DOCUMENT:
□ □ □ □ □ □ □
• Ali devant un logement nantais
1 février 2024

Jeunes et racisé·es, la recherche de logement à Nantes a été un combat

Alors que la recherche de logement dans les grandes villes est déjà complexe pour les jeunes en France, les témoignages d’Hamidou, Ali, Mélanie et Stanley, quatre jeunes racisés, nous mettent face à une autre réalité. Entre discriminations subtiles et préjugés tenaces, leurs recherches d’appartement à Nantes se sont avérées compliquées.

Jeunes et racisé·es, la recherche de logement à Nantes a été un combat

01 Fév 2024

Alors que la recherche de logement dans les grandes villes est déjà complexe pour les jeunes en France, les témoignages d’Hamidou, Ali, Mélanie et Stanley, quatre jeunes racisés, nous mettent face à une autre réalité. Entre discriminations subtiles et préjugés tenaces, leurs recherches d’appartement à Nantes se sont avérées compliquées.
□ □ □ □ □ □ □
DONNÉES FOURNIES:
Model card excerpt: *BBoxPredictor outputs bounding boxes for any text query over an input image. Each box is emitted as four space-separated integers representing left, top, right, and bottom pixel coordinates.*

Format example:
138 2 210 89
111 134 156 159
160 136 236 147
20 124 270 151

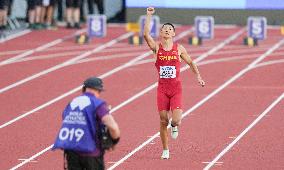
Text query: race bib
160 66 177 78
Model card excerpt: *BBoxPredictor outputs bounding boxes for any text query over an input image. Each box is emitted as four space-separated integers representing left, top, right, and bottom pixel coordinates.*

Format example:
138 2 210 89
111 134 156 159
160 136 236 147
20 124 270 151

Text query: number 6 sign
88 15 107 37
194 16 214 39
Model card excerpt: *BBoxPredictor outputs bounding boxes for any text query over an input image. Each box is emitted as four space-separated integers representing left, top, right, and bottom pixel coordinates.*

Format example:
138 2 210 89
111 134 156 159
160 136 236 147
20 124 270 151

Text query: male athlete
144 7 205 159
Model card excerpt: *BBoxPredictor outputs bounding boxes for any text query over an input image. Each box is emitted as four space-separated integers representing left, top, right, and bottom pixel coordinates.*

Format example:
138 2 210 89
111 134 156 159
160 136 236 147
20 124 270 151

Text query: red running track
0 25 284 169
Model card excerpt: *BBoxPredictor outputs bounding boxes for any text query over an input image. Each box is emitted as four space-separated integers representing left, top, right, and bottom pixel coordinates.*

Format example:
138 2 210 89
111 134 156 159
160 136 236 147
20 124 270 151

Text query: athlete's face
160 25 175 38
□ □ □ □ □ □ □
CONSIGNES:
1. Dans l'article sur le logement à Nantes, relevez les prénoms de tous les jeunes dont les témoignages sont cités.
2. Répondez brièvement à ces questions sur l'article sur le logement à Nantes.
(a) À quelle date l'article est-il paru ?
(b) Selon la légende placée en tête, devant quoi se trouve Ali ?
(c) Combien de jeunes racisés témoignent ?
3. Poursuivez l'article sur le logement à Nantes à partir de sa dernière phrase.

CORRIGÉ:
1. Hamidou, Ali, Mélanie, Stanley

2.
(a) Le 1er février 2024.
(b) Devant un logement nantais.
(c) Quatre.

3.
En mars 2022, une campagne de testing menée par SOS Racisme révélait la docilité de près de la moitié des agences immobilières face à l’exigence de critères discriminatoires de certains propriétaires. Selon la campagne publiée dans un article Franceinfo, « les personnes d’origine subsaharienne ou maghrébine ont une chance sur deux de contacter une agence qui accepterait de pratiquer ou de laisser pratiquer une discrimination à leur endroit« . Et les témoignages recueillis ci-dessous en atteste.

Hamidou, 21 ans, nous raconte : “En 3 mois de recherche, j’ai dû postuler à entre 50 et 100 offres de logement, pour moins de 5 visites”, il ajoute, “pourtant j’ai plutôt un bon dossier, payer mon loyer et mes factures, ce n’est pas un problème”.
En effet, Hamidou cumule 2 emplois, ce qui lui permet de gagner correctement sa vie. Mais son dossier continue de se faire refuser par la majorité des propriétaires.

“J’avais compris le fond de sa pensée et je n’avais pas envie de débattre”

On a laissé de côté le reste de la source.